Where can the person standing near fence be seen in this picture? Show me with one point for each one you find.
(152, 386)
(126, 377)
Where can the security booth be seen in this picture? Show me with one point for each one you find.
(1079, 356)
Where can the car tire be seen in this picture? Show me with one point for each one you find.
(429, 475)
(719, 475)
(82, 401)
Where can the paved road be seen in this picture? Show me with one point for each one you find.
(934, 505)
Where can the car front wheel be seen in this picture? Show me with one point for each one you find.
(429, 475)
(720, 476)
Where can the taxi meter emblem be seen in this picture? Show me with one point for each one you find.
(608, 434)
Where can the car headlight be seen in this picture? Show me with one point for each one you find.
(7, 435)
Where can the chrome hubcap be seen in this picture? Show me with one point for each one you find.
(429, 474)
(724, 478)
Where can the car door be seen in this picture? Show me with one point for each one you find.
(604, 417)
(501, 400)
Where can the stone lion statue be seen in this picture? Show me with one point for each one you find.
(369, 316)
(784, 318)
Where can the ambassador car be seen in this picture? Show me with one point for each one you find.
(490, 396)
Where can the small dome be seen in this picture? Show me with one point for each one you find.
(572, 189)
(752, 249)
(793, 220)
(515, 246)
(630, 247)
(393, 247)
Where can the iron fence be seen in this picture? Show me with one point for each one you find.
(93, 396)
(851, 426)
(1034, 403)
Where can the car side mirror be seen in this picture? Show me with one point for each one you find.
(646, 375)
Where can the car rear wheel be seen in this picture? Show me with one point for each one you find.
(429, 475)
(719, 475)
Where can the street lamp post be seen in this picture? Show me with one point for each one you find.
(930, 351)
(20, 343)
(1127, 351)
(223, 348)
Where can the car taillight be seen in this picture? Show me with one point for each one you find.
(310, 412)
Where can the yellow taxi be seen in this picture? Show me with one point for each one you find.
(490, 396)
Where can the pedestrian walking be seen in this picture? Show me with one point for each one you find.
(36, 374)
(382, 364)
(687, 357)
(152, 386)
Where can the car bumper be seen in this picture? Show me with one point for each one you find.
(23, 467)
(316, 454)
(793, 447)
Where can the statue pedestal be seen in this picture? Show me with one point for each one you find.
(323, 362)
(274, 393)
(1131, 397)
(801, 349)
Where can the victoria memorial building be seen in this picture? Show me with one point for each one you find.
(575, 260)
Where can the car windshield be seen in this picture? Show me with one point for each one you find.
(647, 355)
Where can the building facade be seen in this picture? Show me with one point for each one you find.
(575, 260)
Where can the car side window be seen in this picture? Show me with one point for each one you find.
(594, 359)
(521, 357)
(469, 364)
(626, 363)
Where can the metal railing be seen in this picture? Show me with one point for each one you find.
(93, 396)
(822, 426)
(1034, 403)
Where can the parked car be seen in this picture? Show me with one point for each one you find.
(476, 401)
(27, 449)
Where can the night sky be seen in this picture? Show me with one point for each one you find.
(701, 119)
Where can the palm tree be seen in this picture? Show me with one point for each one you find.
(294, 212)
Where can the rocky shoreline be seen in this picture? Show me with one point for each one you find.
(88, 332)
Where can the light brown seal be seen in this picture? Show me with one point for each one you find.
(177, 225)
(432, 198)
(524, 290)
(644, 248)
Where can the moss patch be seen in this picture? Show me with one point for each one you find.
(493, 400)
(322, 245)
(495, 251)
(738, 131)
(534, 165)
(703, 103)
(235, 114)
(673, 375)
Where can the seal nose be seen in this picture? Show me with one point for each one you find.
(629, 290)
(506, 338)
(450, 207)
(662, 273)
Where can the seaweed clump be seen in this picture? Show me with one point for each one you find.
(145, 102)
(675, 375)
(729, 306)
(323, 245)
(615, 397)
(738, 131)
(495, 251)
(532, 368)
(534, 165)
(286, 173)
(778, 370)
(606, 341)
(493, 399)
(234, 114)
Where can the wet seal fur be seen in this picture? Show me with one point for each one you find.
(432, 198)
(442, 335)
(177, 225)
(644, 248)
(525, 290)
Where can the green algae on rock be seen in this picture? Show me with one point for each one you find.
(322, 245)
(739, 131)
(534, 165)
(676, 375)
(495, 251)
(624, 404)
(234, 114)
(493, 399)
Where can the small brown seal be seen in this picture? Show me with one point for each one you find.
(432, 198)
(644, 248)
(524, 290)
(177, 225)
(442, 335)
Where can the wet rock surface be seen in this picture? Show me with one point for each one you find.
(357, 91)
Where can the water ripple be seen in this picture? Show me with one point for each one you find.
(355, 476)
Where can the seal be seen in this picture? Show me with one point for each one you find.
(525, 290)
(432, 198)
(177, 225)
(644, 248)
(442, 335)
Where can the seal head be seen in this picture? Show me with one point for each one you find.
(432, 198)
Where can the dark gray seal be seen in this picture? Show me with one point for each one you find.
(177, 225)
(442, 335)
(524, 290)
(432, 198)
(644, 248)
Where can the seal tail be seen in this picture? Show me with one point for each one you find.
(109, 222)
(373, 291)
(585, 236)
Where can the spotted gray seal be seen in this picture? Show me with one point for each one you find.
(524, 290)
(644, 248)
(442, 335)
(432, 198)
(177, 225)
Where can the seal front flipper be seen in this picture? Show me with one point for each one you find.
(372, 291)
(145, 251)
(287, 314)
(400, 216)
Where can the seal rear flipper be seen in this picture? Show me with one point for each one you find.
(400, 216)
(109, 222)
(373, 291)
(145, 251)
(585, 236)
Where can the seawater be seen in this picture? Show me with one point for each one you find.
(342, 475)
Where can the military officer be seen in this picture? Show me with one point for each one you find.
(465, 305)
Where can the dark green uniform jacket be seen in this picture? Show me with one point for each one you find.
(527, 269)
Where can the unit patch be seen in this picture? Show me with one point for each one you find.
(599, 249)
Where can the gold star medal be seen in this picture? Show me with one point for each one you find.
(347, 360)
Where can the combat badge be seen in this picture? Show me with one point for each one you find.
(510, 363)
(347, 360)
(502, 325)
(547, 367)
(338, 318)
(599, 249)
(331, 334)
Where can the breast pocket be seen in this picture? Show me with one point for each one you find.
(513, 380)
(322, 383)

■ ■ ■

## Request:
For the stretch from the line containing "Where can the breast" through the end of the data, swap "breast pocket" for "chest pocket" and reproduce those lines with everything else unchanged.

## Solution below:
Where can the chest pocket be seen in this picture? Show me with one point for each one you find.
(513, 380)
(322, 383)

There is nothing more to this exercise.